**Task instructions**.
Write every line below out again, exactly as given, but leave out the pictures.

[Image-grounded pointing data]
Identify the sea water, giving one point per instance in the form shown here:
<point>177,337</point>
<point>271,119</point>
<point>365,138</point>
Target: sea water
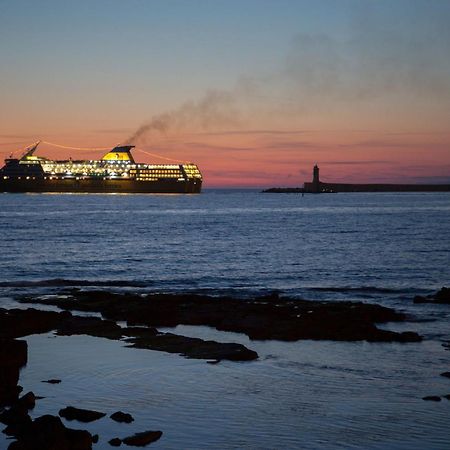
<point>375,247</point>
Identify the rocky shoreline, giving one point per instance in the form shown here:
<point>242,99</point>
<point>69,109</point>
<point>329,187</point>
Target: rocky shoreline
<point>260,318</point>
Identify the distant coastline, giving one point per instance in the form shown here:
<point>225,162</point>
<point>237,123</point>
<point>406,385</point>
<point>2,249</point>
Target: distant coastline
<point>318,187</point>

**Output**.
Identify the sea water, giving one point per instance in the form shown here:
<point>177,337</point>
<point>271,119</point>
<point>365,138</point>
Target: sea water
<point>375,247</point>
Identify the rocky shoreline, giving one point per instance in the form shown here:
<point>242,99</point>
<point>69,109</point>
<point>329,187</point>
Target: rocky shoreline
<point>260,318</point>
Identify the distant coastline, giving one point per instance in the form shown here:
<point>225,162</point>
<point>237,123</point>
<point>406,385</point>
<point>2,249</point>
Target: distant coastline
<point>318,187</point>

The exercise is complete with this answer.